What you are asked to do -
According to its header, on what date was the PCI mailing-list message below sent?

Text extract -
____________________

Linux PCI subsystem development
 help / color / mirror / Atom feed
From: Philipp Stanner <pstanner@redhat.com>
To: Damien Le Moal <dlemoal@kernel.org>,
	Alex Williamson <alex.williamson@redhat.com>,
	Andy Shevchenko <andy.shevchenko@gmail.com>
Cc: "Bjorn Helgaas" <bhelgaas@google.com>,
	"Krzysztof Wilczyński" <kwilczynski@kernel.org>,
	linux-pci@vger.kernel.org, linux-kernel@vger.kernel.org
Subject: Re: [PATCH] PCI: Fix devres regression in pci_intx()
Date: Fri, 06 Sep 2024 08:45:29 +0200	[thread overview]
Message-ID: <0726caa78b940c2f097b094c732a2c008ab0cbfe.camel@redhat.com> (raw)
In-Reply-To: <2072aac8-cdab-40e3-806c-399d38e683f9@kernel.org>

On Fri, 2024-09-06 at 09:37 +0900, Damien Le Moal wrote:
> On 9/5/24 16:13, Philipp Stanner wrote:
> > On Thu, 2024-09-05 at 09:33 +0900, Damien Le Moal wrote:
> > > On 2024/09/05 6:10, Alex Williamson wrote:
> > > > On Wed, 4 Sep 2024 23:24:53 +0300
> > > > Andy Shevchenko <andy.shevchenko@gmail.com> wrote:
> > > > 
> > > > > Wed, Sep 04, 2024 at 12:07:21PM -0600, Alex Williamson
> > > > > kirjoitti:
> > > > > > On Wed, 04 Sep 2024 15:37:25 +0200
> > > > > > Philipp Stanner <pstanner@redhat.com> wrote:  
> > > > > > > On Wed, 2024-09-04 at 17:25 +0900, Damien Le Moal wrote: 
> > > > > 
> > > > > ...

____________________

Material shown -
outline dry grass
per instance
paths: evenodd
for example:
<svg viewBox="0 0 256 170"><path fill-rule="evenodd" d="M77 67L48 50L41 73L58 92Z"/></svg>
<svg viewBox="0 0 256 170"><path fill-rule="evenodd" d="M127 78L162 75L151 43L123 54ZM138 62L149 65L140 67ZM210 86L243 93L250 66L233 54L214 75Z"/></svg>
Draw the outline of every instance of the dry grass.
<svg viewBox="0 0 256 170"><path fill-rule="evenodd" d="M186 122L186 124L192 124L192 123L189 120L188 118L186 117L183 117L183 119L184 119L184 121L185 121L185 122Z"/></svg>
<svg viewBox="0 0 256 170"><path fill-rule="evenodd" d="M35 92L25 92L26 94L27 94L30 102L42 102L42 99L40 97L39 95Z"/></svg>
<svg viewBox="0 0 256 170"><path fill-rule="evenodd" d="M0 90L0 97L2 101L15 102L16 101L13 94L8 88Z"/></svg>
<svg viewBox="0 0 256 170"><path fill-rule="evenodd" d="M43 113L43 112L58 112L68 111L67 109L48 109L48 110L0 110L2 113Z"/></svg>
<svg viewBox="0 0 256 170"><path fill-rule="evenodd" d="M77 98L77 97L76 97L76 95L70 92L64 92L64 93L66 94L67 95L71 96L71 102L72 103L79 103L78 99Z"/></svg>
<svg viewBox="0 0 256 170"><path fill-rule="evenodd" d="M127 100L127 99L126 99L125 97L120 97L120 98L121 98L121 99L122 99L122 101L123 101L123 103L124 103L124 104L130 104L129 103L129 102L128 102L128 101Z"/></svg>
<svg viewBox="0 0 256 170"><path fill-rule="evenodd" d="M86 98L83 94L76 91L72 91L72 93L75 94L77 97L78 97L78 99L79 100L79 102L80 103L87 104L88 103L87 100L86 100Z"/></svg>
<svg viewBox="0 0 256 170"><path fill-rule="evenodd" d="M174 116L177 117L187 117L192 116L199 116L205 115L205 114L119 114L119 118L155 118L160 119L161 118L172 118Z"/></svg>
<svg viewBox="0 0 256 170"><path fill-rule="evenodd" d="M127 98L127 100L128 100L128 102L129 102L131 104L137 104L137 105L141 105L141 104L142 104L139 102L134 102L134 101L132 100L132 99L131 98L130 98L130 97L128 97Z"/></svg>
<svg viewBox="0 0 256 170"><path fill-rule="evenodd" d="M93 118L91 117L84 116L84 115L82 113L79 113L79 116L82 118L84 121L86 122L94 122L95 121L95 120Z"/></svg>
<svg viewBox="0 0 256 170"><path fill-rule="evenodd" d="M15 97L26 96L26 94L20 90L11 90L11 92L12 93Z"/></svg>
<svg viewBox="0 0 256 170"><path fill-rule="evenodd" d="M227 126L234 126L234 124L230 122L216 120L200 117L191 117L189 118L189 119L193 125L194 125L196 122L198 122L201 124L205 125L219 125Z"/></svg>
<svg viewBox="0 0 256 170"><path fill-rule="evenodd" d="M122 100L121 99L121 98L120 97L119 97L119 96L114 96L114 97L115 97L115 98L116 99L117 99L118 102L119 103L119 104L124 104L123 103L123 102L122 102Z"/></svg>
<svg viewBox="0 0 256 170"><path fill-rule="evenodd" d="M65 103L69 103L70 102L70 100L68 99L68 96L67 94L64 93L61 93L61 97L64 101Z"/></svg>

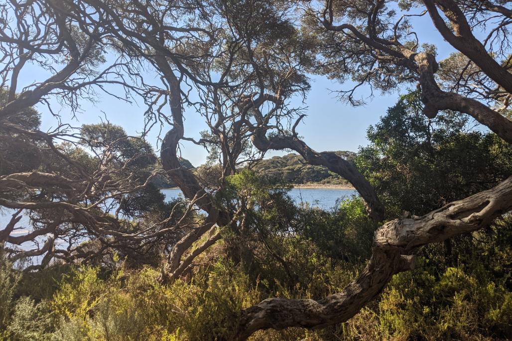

____________________

Response to this task -
Friday, September 6, 2024.